> **Directive**:
All of the records below should be output exactly.
= = = = =
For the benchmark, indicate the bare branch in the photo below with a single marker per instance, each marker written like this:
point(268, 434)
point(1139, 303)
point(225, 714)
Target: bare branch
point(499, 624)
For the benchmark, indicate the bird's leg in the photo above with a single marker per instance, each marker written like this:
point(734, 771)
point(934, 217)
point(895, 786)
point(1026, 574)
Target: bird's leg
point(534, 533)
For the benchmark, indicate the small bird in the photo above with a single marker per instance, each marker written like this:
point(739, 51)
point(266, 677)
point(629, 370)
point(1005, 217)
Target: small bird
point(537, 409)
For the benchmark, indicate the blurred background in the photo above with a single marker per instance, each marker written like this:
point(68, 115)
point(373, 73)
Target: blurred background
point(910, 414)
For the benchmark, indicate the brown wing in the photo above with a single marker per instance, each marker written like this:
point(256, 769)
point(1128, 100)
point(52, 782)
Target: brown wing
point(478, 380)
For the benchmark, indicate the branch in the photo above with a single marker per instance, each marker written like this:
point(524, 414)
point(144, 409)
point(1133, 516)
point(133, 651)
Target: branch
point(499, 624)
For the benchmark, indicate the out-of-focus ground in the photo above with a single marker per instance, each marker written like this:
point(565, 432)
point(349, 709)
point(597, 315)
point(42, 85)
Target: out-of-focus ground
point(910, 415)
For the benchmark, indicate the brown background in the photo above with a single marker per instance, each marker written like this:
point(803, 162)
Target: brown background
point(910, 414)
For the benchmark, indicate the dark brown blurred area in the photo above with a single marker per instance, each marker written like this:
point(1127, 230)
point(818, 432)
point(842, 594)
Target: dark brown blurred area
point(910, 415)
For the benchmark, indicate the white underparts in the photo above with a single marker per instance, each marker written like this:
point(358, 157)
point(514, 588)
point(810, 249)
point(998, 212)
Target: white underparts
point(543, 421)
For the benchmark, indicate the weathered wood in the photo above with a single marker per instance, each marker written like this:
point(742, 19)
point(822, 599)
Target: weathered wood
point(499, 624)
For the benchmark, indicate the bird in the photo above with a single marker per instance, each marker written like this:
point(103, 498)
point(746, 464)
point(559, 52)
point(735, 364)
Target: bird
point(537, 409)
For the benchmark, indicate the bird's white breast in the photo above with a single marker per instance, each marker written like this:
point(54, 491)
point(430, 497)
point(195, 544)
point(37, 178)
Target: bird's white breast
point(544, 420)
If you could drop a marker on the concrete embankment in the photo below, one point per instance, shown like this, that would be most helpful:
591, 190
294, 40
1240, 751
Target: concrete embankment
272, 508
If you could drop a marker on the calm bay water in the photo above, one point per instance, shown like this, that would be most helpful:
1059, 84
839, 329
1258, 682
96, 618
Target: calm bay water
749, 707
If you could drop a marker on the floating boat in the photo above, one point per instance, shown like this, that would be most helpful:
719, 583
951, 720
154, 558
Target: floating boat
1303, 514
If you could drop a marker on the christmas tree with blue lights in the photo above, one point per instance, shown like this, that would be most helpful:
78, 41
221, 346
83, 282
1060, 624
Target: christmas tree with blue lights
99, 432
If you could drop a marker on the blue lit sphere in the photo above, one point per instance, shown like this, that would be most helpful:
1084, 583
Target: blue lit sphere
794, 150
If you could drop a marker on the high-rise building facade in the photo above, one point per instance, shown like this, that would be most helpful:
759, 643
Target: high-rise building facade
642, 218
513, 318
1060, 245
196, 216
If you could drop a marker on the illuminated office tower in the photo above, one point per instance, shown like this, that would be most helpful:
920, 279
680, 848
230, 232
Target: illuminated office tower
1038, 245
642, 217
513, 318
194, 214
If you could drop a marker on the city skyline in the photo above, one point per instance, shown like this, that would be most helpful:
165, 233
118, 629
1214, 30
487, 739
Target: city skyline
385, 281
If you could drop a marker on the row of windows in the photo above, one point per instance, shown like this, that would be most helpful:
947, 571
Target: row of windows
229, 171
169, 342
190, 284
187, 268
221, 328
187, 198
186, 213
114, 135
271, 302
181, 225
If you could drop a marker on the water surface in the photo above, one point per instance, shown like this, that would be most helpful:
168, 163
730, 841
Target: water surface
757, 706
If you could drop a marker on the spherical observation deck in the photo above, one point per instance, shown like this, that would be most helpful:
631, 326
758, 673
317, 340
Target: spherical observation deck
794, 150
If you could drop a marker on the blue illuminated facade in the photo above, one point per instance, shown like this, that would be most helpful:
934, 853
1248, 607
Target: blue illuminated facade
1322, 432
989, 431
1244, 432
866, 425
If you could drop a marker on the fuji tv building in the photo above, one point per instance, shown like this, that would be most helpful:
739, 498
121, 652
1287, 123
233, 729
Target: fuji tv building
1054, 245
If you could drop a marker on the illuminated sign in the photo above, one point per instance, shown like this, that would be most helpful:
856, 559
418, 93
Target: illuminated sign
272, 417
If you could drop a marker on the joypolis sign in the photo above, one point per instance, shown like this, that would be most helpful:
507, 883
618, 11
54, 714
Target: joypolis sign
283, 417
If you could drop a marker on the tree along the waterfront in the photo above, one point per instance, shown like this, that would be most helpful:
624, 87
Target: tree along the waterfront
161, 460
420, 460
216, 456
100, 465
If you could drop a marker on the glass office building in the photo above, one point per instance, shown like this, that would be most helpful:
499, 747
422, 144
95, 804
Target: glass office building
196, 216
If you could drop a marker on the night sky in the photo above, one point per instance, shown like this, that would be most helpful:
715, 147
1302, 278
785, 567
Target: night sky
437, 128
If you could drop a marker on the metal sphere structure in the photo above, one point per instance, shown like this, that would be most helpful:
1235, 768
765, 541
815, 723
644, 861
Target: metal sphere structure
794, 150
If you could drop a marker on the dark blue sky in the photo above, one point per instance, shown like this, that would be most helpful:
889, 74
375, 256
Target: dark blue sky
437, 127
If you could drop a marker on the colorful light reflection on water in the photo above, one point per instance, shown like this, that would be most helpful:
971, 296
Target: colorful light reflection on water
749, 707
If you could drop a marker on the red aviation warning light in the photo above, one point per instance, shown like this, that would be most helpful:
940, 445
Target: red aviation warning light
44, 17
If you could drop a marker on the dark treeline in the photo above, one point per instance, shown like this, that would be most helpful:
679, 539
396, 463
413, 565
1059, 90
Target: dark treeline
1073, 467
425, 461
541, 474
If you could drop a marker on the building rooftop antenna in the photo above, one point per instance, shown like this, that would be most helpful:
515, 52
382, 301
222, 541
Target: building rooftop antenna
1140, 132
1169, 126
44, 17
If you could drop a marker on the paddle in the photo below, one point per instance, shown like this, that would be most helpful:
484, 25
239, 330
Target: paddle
= = = = =
> **Problem solution**:
For the benchmark, indicate the bare branch in the photo below with a single marker per instance, each marker written like this:
point(268, 434)
point(1139, 303)
point(225, 714)
Target: bare branch
point(499, 624)
For the benchmark, indicate the bird's leg in the photo above with a single marker per instance, each marker written like this:
point(734, 771)
point(934, 217)
point(895, 786)
point(1026, 574)
Target: bird's leg
point(534, 533)
For the benchmark, indicate the small bird in the photo above with a single marker per instance, each marker written like this:
point(739, 51)
point(266, 677)
point(629, 370)
point(1005, 217)
Target: small bird
point(537, 409)
For the benchmark, indicate the blurred background in the photo above with a single marker per instance, each marker written like this:
point(68, 115)
point(373, 73)
Target: blurred background
point(910, 414)
For the benchmark, indicate the brown wing in the photo above with a single marker per instance, each marker written like this:
point(256, 769)
point(1128, 100)
point(52, 782)
Target: brown wing
point(478, 380)
For the benchmark, indicate the branch in the photo above with a single marker per instance, each marker written like this:
point(524, 414)
point(144, 409)
point(1133, 516)
point(133, 651)
Target: branch
point(499, 624)
For the benchmark, indicate the out-of-focus ground in the photo above with a single marker per instance, each marker written like this:
point(565, 432)
point(349, 709)
point(597, 315)
point(42, 85)
Target: out-of-focus ground
point(910, 415)
For the benchmark, indicate the brown background in the photo above with a single marker per instance, each marker written like this:
point(803, 162)
Target: brown background
point(910, 414)
For the benchmark, indicate the dark brown blurred area in the photo above with a single marker per instance, each marker written like this:
point(1127, 230)
point(818, 432)
point(842, 594)
Target: dark brown blurred area
point(910, 415)
For the benchmark, indicate the white underparts in the photo above with a single marker per instance, each marker written like this:
point(358, 157)
point(514, 588)
point(810, 249)
point(998, 212)
Target: white underparts
point(543, 421)
For the benchmark, indicate the weathered wood in the photo above with a single marker per instance, each marker written like this:
point(742, 19)
point(822, 599)
Target: weathered wood
point(499, 624)
For the benchmark, indicate the bird in the photo above with a single marker per instance, each marker written like this:
point(103, 498)
point(746, 464)
point(559, 52)
point(735, 364)
Target: bird
point(537, 409)
For the benchmark, indicate the bird's white breast in the photo above with a single marker per instance, each marker written like this:
point(54, 491)
point(430, 497)
point(195, 544)
point(37, 178)
Target: bird's white breast
point(544, 420)
If you could drop a marker on the concrete embankment in the photo below, one point per instance, shown like this, that would be most helpful:
591, 190
294, 40
1240, 751
Target: concrete embankment
272, 508
If you could drop a marker on the calm bay water in the photo above, one point per instance, shown like this, that would be most helpful:
1059, 84
839, 329
1258, 682
96, 618
Target: calm bay water
749, 707
If you could drop a marker on the floating boat in the photo above, one point per instance, shown like this, that would be most helpful:
719, 583
951, 720
154, 558
Target: floating boat
1303, 514
If you could drop a marker on the christmas tree with blue lights in the photo above, one point per instance, shown like this, that would be most helpful:
78, 41
221, 346
83, 282
1060, 624
Target: christmas tree with blue lights
99, 432
If you could drop a marker on the blue lit sphere in the photo above, one point per instance, shown like this, that would be most helpful:
1084, 583
Target: blue lit sphere
794, 150
If you could drop a marker on the high-rise building facade in the photo above, one point per instance, shown like this, that would be most helpful:
759, 643
Target: high-rise building facade
642, 218
513, 318
1060, 245
196, 216
If you could drop a marker on the illuminated office tower in the photo above, one point per instance, shown like this, that would be most helpful:
920, 279
680, 848
230, 232
Target: illuminated office tower
1038, 245
642, 217
513, 318
194, 214
If you could drop a marker on the city skyline in the photo above, one point per instance, shown like this, that would be most helpful:
165, 233
118, 629
1214, 30
487, 739
Target: city skyline
385, 281
If you could drop a marker on the row of windows in the photo above, one point per instance, shown like this, that would be most helpful:
947, 571
Target: row of windows
229, 171
169, 342
190, 284
187, 268
221, 328
187, 198
186, 213
114, 135
271, 302
181, 225
If you could drop a marker on the water surface in the photo above, one point per instance, shown like this, that would be most helpful:
168, 163
730, 841
Target: water surface
757, 706
If you could drop a marker on the spherical observation deck in the photo above, one point per instance, shown like this, that would be most helpful:
631, 326
758, 673
317, 340
Target: spherical observation deck
794, 150
If you could drop a marker on the blue illuminated facade in the photo above, one point per instance, shown like this, that would be most helpful:
934, 853
1248, 607
Target: blue illuminated facade
1322, 432
989, 431
1244, 432
866, 425
If you could drop a marker on the fuji tv building in the photo above, one point per instance, shown like this, that would be most helpful:
739, 498
121, 652
1287, 123
233, 729
Target: fuji tv building
1054, 245
If you could drop a marker on the illuminated sign in the photo above, one point per instance, shown like this, that would be most helpful:
856, 559
418, 93
Target: illuminated sign
272, 417
If you could drop a marker on the joypolis sign in the photo above, one point per instance, shown like this, that would be most helpful:
507, 883
618, 11
54, 714
Target: joypolis sign
283, 417
If you could drop a marker on the tree along the waterfront in the photo above, one point per instance, shown like this, that would be most helpful:
624, 87
Target: tree along the waterfront
161, 460
420, 460
216, 456
100, 465
If you could drop a marker on the glass office building in the photo above, one point per instance, shown like this, that would be most helpful:
499, 747
422, 144
95, 804
Target: glass office building
196, 216
If you could drop a marker on the night sky in the photo above, one point per instance, shown like this, that would be most helpful:
715, 147
1302, 278
785, 567
Target: night sky
437, 128
If you could drop a marker on the metal sphere structure in the photo above, one point per instance, shown like this, that would be most helpful:
1235, 768
765, 541
815, 723
644, 861
Target: metal sphere structure
794, 150
If you could drop a marker on the dark blue sky in the photo above, one point per instance, shown like this, that would be most helpful:
889, 74
375, 256
Target: dark blue sky
437, 127
If you could drop a marker on the colorful light reflection on water in the photo above, one point per instance, shown like this, that would be most helpful:
971, 296
Target: colorful light reflection on water
749, 707
If you could drop a marker on the red aviation warning light in the photo above, one point per instance, shown like this, that would be most helpful:
940, 445
Target: red aviation warning light
44, 17
If you could drop a marker on the dark treeline in the photo above, one point per instance, shown like this, that would be most helpful:
679, 539
396, 463
413, 565
1059, 90
Target: dark treeline
1073, 467
425, 461
541, 474
If you could drop a marker on the building rooftop antenna in the photo above, one point per instance, shown like this, that would be most helpful:
515, 52
382, 301
222, 541
Target: building rooftop antenna
1140, 132
1169, 126
44, 17
If you could drop a marker on the paddle in the photo below, one point per instance, shown like this, that would be most helpful:
484, 25
239, 330
Target: paddle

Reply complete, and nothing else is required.